Minister says economic decentralisation essential for recovery

Photo by Williams Cruz Perdomo

The Minister of Finance and Prices, Meisi Bolaños, has said that to reduce Cuba’s projected 2022 fiscal deficit of CUP 75.8bn (US$3.17bn) the country needs to boost income by increasing productive activity in the municipalities and the participation of all economic actors.  

Bolaños told viewers of the television programme Mesa Redonda that budget management must be transformed, and new capacities and skills created in municipalities, so that they can have “material and financial resources to be able to invest in local development projects”. This would also enable them “to better solve community problems “and “even finance basic services”. They must better define their problems and establish with popular participation the priorities and destinations of the money being spent, she said. 

The main challenge, Bolaños said, will be “the management of local budgets, which must be tempered and updated, in order to achieve municipal autonomy”.  “We need a municipality that is much more active and proactive, with the aim that, from planning, it can define what budget it requires”, she told viewers.

Written request a: What projected 2022 fiscal deficit does the article on Cuba's economic decentralization give?
The article and the listing that follows it have nothing to do with each other.

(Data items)
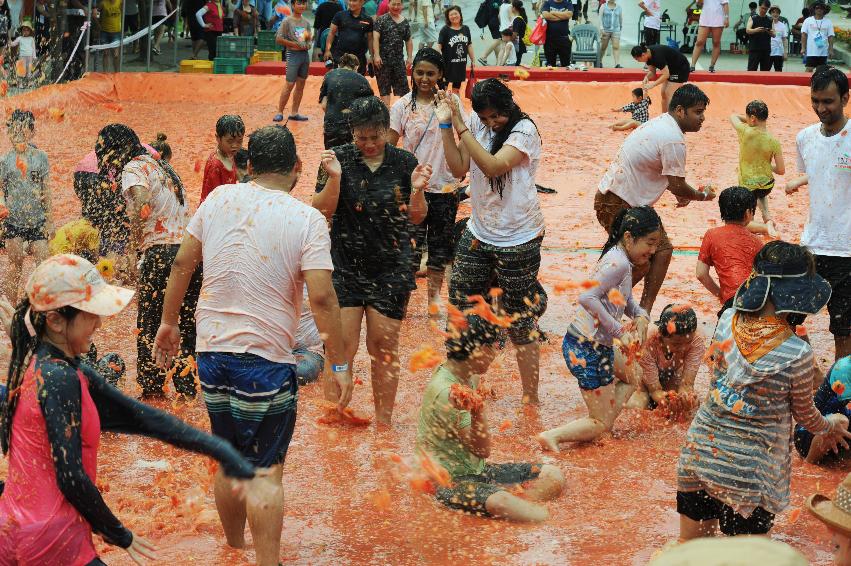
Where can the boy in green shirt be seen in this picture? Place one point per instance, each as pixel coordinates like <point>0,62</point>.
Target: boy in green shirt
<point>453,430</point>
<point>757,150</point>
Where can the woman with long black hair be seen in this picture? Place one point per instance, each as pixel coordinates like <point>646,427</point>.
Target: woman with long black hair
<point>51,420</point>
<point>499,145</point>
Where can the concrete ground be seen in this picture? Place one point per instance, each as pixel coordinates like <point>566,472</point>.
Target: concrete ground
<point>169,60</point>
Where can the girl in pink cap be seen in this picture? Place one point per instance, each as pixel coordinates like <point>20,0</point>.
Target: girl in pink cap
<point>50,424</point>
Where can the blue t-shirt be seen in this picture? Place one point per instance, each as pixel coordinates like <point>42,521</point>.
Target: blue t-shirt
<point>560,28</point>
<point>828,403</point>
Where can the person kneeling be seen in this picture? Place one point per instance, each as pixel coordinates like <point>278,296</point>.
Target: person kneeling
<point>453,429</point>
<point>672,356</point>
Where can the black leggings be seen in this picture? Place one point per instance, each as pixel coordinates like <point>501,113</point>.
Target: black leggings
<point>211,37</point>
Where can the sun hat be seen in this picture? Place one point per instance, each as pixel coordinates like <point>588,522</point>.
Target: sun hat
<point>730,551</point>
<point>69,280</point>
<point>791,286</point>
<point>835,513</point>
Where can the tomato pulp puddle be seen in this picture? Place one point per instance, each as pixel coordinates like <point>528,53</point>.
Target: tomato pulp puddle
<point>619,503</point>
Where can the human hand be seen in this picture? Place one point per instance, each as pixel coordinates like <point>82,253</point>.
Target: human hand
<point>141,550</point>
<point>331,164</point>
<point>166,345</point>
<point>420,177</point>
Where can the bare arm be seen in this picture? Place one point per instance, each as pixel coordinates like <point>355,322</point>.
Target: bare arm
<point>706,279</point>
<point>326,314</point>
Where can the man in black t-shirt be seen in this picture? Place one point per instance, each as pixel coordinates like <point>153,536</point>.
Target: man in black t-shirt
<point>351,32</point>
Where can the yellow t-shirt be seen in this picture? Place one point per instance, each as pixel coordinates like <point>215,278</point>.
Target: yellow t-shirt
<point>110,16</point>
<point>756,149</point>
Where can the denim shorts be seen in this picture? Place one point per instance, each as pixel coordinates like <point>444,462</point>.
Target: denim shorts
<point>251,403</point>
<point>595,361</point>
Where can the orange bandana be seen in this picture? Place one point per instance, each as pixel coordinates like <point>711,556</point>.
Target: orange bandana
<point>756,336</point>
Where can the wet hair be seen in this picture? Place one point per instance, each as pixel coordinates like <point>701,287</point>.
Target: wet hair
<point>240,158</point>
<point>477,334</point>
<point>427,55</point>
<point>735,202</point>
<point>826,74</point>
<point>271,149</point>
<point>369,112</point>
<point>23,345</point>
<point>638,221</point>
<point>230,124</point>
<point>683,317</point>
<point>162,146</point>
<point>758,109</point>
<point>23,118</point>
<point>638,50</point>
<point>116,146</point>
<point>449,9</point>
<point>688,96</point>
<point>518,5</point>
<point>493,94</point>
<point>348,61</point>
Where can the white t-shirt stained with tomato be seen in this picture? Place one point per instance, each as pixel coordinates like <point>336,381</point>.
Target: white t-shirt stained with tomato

==

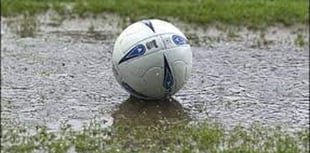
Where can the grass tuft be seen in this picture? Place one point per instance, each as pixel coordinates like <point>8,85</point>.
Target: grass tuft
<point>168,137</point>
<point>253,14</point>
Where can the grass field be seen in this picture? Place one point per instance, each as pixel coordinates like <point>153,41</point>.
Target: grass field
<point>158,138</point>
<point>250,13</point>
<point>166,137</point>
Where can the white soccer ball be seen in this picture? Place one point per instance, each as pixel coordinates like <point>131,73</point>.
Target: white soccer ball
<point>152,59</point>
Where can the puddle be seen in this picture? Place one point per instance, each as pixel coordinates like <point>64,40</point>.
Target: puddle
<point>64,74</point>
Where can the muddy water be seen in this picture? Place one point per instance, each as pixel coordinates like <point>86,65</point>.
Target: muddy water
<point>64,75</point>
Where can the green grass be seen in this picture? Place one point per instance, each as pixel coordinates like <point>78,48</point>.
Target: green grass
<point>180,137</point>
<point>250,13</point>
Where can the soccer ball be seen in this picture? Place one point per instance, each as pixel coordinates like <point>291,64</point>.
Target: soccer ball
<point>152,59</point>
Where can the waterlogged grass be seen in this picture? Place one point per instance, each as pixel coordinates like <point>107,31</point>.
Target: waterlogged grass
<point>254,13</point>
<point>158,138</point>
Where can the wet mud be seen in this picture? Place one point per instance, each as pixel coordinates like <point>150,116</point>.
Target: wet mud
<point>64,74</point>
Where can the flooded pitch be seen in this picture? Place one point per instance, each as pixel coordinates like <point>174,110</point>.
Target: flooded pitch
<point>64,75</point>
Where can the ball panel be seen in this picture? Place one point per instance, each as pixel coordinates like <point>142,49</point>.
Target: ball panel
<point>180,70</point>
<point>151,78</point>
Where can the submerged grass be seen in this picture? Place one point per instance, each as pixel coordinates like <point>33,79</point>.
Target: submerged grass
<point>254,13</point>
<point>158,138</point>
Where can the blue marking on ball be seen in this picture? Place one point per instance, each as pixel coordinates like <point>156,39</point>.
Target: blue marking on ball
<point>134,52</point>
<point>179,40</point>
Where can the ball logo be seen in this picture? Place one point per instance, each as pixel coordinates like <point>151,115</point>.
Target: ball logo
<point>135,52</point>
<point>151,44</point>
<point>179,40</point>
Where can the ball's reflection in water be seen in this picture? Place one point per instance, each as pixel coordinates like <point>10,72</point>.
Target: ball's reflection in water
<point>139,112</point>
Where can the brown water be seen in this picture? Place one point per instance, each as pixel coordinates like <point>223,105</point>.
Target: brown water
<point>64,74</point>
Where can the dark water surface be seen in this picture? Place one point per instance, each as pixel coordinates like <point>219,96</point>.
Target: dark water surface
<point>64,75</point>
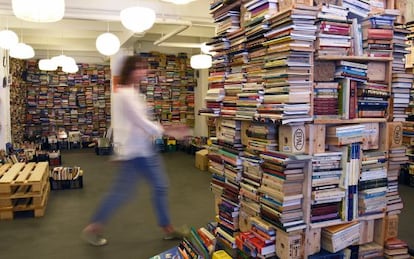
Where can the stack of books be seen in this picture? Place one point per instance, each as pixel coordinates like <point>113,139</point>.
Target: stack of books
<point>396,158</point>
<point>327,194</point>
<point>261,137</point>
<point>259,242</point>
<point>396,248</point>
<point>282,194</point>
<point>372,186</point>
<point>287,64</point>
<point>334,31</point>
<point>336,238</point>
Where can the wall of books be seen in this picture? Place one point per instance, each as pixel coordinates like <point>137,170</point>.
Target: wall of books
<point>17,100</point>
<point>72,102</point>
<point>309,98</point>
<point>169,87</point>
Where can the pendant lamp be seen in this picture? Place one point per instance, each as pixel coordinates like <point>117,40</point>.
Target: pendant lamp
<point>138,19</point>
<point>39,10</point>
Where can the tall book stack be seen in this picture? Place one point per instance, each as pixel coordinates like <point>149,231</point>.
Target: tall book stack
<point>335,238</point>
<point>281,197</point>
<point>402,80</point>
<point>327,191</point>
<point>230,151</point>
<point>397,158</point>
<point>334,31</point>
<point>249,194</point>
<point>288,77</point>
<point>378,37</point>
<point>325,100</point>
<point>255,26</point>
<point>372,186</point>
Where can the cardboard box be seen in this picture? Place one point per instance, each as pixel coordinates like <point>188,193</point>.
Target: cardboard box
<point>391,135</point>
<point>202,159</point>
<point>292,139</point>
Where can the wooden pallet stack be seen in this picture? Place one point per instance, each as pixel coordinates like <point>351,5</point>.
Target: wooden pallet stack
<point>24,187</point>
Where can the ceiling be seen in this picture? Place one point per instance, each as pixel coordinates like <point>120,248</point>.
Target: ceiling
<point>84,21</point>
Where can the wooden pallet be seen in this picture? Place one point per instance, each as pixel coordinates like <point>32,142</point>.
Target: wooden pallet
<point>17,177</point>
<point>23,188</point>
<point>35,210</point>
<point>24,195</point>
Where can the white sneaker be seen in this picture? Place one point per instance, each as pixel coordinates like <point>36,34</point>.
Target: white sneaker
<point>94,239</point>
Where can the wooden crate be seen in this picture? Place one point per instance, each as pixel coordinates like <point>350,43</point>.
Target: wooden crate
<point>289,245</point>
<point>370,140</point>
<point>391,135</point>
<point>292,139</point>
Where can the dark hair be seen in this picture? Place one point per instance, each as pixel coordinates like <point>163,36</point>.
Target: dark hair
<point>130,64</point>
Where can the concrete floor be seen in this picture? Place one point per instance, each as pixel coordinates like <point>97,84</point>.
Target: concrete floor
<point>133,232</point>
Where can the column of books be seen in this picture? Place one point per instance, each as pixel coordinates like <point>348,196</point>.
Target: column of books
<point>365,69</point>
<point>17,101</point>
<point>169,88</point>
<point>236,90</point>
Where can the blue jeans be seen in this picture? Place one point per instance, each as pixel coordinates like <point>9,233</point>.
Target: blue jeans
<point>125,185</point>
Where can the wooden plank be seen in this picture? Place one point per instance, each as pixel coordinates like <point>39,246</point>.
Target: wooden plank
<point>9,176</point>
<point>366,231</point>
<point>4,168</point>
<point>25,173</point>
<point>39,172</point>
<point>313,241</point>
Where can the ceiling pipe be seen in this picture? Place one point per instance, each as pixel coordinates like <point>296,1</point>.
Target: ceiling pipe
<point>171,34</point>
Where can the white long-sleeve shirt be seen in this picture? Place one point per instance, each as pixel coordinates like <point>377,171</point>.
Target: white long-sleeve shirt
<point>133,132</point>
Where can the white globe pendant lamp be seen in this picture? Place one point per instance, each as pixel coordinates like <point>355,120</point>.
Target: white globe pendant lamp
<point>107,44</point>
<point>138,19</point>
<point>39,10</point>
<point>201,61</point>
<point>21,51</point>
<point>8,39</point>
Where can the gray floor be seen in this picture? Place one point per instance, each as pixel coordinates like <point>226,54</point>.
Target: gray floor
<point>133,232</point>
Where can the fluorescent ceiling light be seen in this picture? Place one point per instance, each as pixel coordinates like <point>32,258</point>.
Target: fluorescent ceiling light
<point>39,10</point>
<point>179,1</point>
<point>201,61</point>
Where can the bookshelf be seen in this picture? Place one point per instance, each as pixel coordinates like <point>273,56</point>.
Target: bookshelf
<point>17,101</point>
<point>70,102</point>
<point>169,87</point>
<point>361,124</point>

Written request b: Recast the listing, from the line containing "Where can the yellow" down to the line containing "<point>348,61</point>", as a Markdown table with the columns Row and Line. Leave out blank lines.

Answer a: CUP 75.8bn (US$3.17bn).

Answer b:
| Row | Line |
|---|---|
| 1 | Where can the yellow t-shirt be seen in this picture? Place one point per instance, each as pixel coordinates like <point>215,278</point>. |
| 2 | Target: yellow t-shirt |
| 3 | <point>110,16</point> |
| 4 | <point>756,149</point> |
| 5 | Where can the denim shorts be seen in this picture? Place one point per instance, each as pixel coordinates like <point>444,462</point>. |
| 6 | Target: denim shorts |
| 7 | <point>251,403</point> |
| 8 | <point>595,361</point> |
| 9 | Where can the orange bandana be seen in this picture? Place one point per instance, each as pixel coordinates like <point>711,556</point>. |
| 10 | Target: orange bandana |
| 11 | <point>756,336</point> |
| 12 | Where can the wet hair be seen in this picture? Place one point per instance, each as pixel coordinates like <point>701,287</point>. |
| 13 | Target: wet hair |
| 14 | <point>240,158</point> |
| 15 | <point>477,334</point> |
| 16 | <point>427,55</point> |
| 17 | <point>735,202</point> |
| 18 | <point>826,74</point> |
| 19 | <point>271,149</point> |
| 20 | <point>369,112</point> |
| 21 | <point>23,345</point> |
| 22 | <point>638,221</point> |
| 23 | <point>230,124</point> |
| 24 | <point>683,317</point> |
| 25 | <point>162,146</point> |
| 26 | <point>758,109</point> |
| 27 | <point>23,118</point> |
| 28 | <point>638,50</point> |
| 29 | <point>116,146</point> |
| 30 | <point>449,9</point> |
| 31 | <point>688,96</point> |
| 32 | <point>518,5</point> |
| 33 | <point>493,94</point> |
| 34 | <point>348,61</point> |